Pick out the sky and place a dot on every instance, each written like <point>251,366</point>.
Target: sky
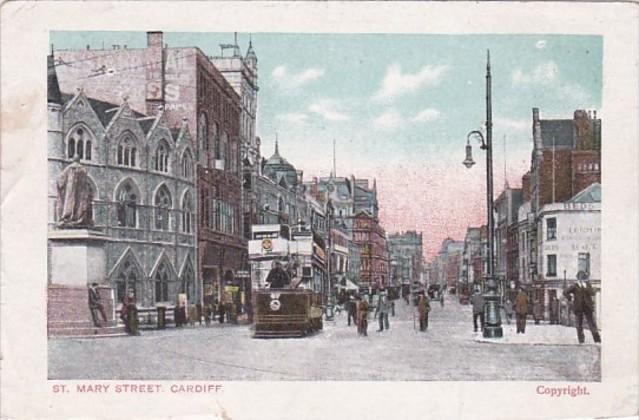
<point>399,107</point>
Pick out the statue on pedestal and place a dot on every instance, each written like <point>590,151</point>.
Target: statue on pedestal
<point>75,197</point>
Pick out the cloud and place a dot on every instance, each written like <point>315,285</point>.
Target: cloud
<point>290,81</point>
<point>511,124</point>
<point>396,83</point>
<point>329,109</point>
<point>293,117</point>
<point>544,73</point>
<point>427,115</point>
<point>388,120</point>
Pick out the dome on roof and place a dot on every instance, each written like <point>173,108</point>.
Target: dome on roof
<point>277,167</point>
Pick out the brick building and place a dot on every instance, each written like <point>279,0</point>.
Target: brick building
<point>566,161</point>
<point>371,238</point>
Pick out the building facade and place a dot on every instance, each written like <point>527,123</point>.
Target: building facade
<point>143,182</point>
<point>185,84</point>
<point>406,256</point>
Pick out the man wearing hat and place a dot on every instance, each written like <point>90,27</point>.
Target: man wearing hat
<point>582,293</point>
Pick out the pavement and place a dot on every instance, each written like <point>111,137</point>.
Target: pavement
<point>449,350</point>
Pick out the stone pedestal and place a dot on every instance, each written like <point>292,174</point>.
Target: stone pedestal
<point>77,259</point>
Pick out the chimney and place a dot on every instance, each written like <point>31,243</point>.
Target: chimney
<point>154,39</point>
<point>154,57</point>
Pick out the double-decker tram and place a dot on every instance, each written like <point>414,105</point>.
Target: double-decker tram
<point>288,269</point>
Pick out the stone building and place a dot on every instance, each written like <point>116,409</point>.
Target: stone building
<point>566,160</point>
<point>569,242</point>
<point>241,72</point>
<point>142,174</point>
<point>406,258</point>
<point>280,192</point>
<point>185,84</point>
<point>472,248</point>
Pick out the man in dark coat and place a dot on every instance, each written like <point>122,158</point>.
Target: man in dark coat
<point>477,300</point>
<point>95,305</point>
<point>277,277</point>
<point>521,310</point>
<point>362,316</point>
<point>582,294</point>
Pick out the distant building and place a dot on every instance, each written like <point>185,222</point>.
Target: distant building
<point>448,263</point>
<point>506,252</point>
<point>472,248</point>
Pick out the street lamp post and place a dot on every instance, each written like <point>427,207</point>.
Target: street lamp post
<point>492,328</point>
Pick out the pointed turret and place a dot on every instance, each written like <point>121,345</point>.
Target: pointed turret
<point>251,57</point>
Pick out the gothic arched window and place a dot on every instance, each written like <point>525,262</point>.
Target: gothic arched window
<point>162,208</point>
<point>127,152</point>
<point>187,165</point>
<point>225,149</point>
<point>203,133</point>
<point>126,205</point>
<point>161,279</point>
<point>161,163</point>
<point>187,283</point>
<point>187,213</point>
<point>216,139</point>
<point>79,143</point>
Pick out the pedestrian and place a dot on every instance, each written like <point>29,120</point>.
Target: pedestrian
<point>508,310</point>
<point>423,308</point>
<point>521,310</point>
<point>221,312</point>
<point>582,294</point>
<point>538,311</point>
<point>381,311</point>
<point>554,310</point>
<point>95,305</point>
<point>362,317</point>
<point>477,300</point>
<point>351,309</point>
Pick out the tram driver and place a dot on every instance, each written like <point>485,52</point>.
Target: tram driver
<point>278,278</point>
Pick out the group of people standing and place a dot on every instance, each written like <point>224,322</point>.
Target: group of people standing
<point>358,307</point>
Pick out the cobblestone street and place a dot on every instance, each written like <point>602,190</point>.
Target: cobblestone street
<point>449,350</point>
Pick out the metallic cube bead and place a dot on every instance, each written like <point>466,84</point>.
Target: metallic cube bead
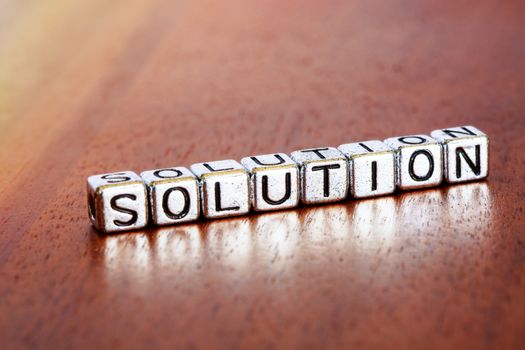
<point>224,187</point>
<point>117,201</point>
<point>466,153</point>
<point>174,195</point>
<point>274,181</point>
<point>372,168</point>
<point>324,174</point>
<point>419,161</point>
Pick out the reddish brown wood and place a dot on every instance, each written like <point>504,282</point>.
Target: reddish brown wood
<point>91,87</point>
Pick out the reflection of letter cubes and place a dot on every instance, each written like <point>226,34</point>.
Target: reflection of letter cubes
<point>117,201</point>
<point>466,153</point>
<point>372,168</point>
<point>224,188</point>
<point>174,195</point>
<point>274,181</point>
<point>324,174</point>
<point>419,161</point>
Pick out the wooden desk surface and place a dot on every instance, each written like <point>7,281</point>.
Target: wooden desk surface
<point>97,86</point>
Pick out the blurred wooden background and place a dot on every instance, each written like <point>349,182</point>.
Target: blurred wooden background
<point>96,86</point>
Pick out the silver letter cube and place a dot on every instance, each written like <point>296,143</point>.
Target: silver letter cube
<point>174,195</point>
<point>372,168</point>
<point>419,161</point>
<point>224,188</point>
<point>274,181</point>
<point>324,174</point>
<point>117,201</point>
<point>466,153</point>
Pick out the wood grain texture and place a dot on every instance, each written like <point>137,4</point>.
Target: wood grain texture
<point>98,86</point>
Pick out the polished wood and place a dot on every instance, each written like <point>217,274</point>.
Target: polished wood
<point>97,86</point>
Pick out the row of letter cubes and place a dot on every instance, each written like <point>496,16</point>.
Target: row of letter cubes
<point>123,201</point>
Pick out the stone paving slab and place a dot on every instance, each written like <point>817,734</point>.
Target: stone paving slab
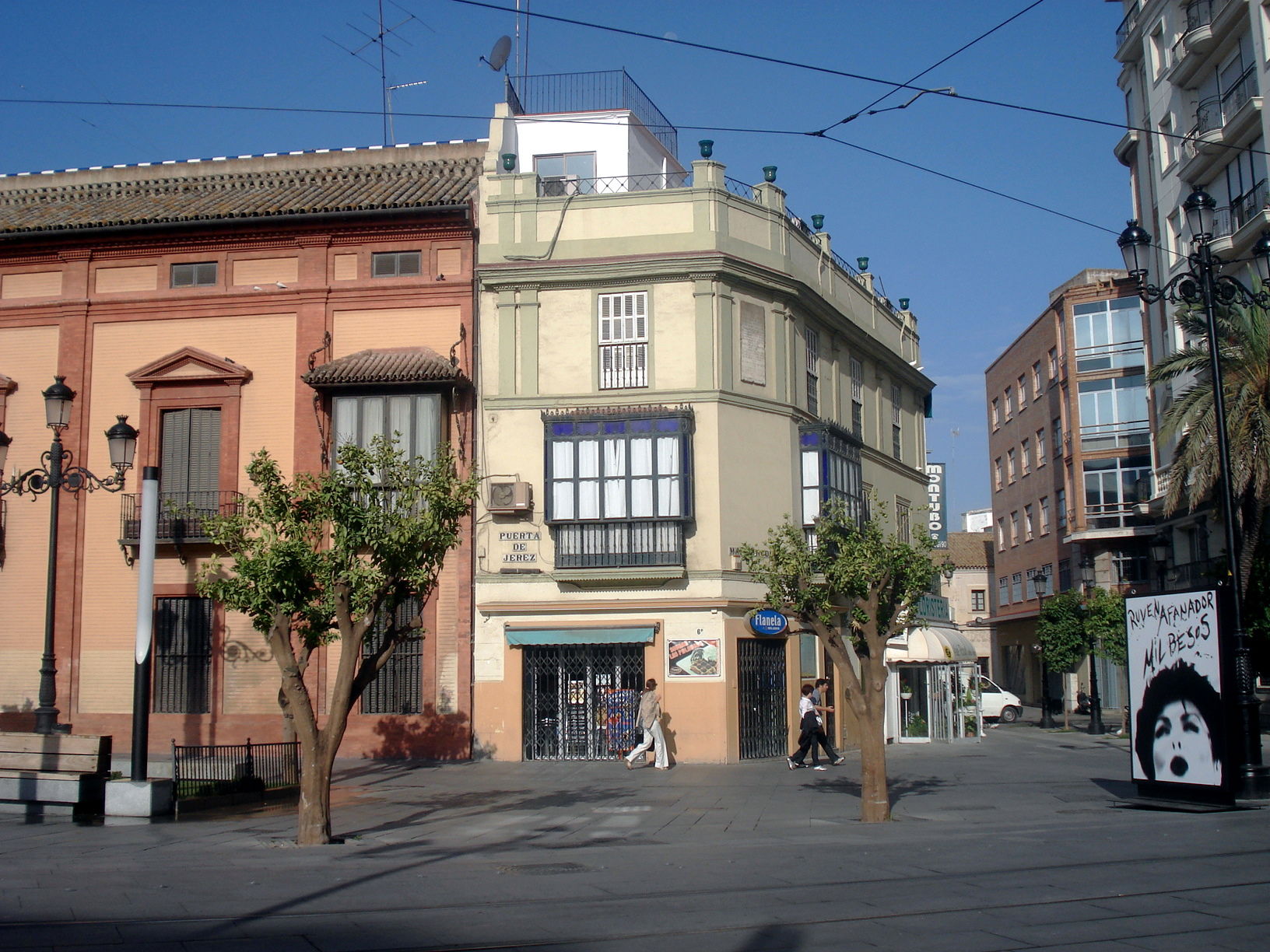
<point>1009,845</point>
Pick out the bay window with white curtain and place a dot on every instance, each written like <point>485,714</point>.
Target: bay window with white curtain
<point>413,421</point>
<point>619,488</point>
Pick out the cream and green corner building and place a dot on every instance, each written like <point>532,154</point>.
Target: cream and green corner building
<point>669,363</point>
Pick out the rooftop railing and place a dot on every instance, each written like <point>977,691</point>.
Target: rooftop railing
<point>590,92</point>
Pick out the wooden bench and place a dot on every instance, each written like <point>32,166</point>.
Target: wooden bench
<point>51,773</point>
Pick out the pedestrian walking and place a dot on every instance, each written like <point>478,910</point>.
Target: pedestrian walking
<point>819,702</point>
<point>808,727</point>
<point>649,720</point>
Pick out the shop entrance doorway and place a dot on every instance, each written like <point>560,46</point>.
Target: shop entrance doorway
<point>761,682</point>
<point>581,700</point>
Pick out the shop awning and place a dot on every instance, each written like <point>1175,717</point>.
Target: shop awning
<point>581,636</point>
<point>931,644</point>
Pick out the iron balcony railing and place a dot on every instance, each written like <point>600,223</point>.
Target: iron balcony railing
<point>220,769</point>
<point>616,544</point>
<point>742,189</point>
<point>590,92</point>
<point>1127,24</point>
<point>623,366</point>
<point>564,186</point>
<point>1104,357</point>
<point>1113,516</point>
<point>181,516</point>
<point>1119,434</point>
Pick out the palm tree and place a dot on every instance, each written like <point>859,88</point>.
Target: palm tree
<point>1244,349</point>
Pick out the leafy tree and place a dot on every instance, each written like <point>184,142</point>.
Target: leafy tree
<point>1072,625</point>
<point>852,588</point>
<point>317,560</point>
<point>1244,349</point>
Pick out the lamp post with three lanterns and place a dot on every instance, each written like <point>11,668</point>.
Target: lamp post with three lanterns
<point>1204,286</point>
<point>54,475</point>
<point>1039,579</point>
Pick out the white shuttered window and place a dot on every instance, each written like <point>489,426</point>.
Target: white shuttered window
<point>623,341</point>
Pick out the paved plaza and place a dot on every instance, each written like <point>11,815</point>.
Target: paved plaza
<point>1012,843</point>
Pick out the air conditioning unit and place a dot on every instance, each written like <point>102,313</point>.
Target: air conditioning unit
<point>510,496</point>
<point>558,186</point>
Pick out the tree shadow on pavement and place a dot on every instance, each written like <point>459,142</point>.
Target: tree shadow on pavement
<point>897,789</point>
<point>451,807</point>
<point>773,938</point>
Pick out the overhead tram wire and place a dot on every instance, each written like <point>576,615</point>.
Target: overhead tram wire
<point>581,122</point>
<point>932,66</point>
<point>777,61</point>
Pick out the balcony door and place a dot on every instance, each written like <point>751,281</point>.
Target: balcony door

============

__Task to carry out__
Scale the records from the line with "Pick out the pavement" up to and including the line with "<point>154,57</point>". Write out every line in that span, requests included, and multiply each answer point coordinate by 1.4, rounding to whole numbers with halves going up, while the numbers in the requests and their format samples stay unchanged.

__Answer for the task__
Pick out the pavement and place a dot on every instance, each written like <point>111,137</point>.
Target: pavement
<point>629,490</point>
Pick out the stone pedestal and place a dot on every instance, each written like <point>292,174</point>.
Target: stone pedestal
<point>108,363</point>
Pick out the chimney and place a dot on every instance, each written like <point>31,243</point>.
Target: chimney
<point>216,55</point>
<point>216,80</point>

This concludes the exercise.